The Pushcart Prize-winning author doesn’t think of himself as primarily a comedic author. “To me, the humor is incidental,” he says. “I’d hope that humor is not the main driving force, but a side effect.” Still, his side effects provide the freshest, funniest new fiction from Atlanta, while placing Pendarvis in the company of some of the leading humorists of the new millennium.

Pendarvis majored in English at the University of South Alabama in Mobile, yet says he learned a great deal about writing when an entry-level job at Turner brought him to Atlanta in 1993. He started at the bottom, writing promo copy along the lines of, “‘Coming up next: Earth is endangered from a giant bird! The Giant Claw on TBS!’ I had to squeeze everything into a 30-second spot. It teaches you to cut things mercilessly, which is something I enjoy anyway.” By the time he left the broadcast company in 1999, Pendarvis had co-created such shows as “Dinner and a Movie” and “The Rudy and Gogo World Famous Cartoon Show.”

While pursuing his literary aspirations, Pendarvis threw out the rules for good writing for his novella “The Mysterious Secret of the Valuable Treasure,” which became the centerpiece of the collection of the same name. “I was frustrated with not getting published, so I decided, for that story, to do everything they say not to do. They say, ‘No adverbs’ – I’m going to put adverbs in almost every sentence.” He indulged in excessive use of quotation marks and exclamation points, and never used the word “said” when he could come up with a useless alternative like “blurted.” He also defied most literary magazines’ standard request for “No simultaneous submissions,” and started sending out 20 copies of his stories at a time.

----

PROBLEM 1 → According to the excerpt, in what year did an entry-level job at Turner bring Pendarvis to Atlanta?
PROBLEM 2 → Reproduce the part of the excerpt starting with "While pursuing his" and going on through "stories at a time.".
The data after this point is unrelated to the excerpt.

----

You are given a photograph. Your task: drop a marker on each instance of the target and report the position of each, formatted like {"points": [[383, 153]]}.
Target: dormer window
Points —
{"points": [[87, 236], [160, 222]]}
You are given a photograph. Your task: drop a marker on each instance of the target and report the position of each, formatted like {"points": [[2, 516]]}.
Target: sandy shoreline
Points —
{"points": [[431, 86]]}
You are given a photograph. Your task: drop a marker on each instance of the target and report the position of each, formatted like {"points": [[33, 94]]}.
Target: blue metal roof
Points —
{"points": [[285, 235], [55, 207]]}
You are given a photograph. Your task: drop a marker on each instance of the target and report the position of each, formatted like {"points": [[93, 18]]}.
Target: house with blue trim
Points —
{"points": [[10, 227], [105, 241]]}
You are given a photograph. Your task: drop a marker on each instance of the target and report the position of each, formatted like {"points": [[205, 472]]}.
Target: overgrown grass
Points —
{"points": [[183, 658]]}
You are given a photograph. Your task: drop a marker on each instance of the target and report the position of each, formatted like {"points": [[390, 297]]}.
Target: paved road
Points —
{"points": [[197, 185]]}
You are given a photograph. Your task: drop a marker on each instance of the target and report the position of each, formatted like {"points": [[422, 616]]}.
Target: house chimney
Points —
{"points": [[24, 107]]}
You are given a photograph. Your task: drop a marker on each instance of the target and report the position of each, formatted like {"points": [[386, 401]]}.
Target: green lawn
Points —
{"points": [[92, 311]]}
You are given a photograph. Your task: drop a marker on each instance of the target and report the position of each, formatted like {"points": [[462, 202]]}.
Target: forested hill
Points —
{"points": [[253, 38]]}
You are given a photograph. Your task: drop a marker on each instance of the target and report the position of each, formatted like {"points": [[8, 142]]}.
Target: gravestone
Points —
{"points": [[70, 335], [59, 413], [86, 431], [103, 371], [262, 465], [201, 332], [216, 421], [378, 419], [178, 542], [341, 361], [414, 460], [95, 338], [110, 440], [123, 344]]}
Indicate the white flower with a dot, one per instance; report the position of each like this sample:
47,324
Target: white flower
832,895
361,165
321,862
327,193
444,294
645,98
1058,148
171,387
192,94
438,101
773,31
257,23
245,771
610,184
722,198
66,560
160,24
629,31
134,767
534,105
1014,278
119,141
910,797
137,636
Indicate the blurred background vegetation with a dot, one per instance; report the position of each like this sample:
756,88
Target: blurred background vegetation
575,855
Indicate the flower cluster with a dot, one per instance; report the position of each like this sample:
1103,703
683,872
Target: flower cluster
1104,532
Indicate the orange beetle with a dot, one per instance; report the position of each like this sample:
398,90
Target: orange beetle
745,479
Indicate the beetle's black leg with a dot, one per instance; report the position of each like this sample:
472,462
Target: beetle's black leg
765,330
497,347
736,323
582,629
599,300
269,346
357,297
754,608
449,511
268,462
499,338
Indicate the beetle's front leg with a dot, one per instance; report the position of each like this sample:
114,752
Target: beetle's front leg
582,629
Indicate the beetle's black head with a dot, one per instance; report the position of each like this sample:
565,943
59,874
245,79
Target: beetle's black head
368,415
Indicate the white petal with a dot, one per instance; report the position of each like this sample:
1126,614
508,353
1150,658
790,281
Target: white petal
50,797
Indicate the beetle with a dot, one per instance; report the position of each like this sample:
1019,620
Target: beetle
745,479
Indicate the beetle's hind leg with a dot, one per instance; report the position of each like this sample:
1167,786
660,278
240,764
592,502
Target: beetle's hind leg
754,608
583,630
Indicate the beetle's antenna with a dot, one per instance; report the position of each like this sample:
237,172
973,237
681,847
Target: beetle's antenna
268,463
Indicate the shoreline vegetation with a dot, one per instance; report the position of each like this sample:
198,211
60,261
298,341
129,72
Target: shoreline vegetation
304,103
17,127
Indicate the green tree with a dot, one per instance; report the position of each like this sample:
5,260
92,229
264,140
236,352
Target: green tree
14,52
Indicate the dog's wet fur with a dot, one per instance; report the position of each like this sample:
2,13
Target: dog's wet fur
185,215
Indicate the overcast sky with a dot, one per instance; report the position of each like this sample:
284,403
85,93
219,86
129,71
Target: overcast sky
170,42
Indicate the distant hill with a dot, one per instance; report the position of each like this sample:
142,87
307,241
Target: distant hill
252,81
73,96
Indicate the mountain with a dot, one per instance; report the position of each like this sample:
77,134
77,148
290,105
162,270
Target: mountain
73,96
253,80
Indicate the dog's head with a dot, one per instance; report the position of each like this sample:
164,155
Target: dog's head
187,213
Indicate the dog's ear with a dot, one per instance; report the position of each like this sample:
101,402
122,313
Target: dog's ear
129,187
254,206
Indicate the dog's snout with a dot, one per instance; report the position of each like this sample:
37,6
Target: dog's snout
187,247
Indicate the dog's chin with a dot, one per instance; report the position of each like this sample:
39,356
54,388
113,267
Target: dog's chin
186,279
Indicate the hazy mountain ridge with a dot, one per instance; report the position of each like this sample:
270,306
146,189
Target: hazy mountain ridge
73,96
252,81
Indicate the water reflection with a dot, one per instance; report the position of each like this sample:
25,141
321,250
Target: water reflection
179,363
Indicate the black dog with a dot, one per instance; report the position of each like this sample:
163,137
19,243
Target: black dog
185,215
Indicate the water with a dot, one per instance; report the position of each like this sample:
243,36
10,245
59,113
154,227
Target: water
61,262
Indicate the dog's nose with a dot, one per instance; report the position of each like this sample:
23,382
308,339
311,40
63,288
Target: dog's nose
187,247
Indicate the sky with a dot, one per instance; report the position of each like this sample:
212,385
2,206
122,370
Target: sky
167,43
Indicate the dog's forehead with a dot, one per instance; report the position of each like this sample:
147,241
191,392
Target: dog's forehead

----

ANSWER SPACE 1 → 1993

ANSWER SPACE 2 →
While pursuing his literary aspirations, Pendarvis threw out the rules for good writing for his novella “The Mysterious Secret of the Valuable Treasure,” which became the centerpiece of the collection of the same name. “I was frustrated with not getting published, so I decided, for that story, to do everything they say not to do. They say, ‘No adverbs’ – I’m going to put adverbs in almost every sentence.” He indulged in excessive use of quotation marks and exclamation points, and never used the word “said” when he could come up with a useless alternative like “blurted.” He also defied most literary magazines’ standard request for “No simultaneous submissions,” and started sending out 20 copies of his stories at a time.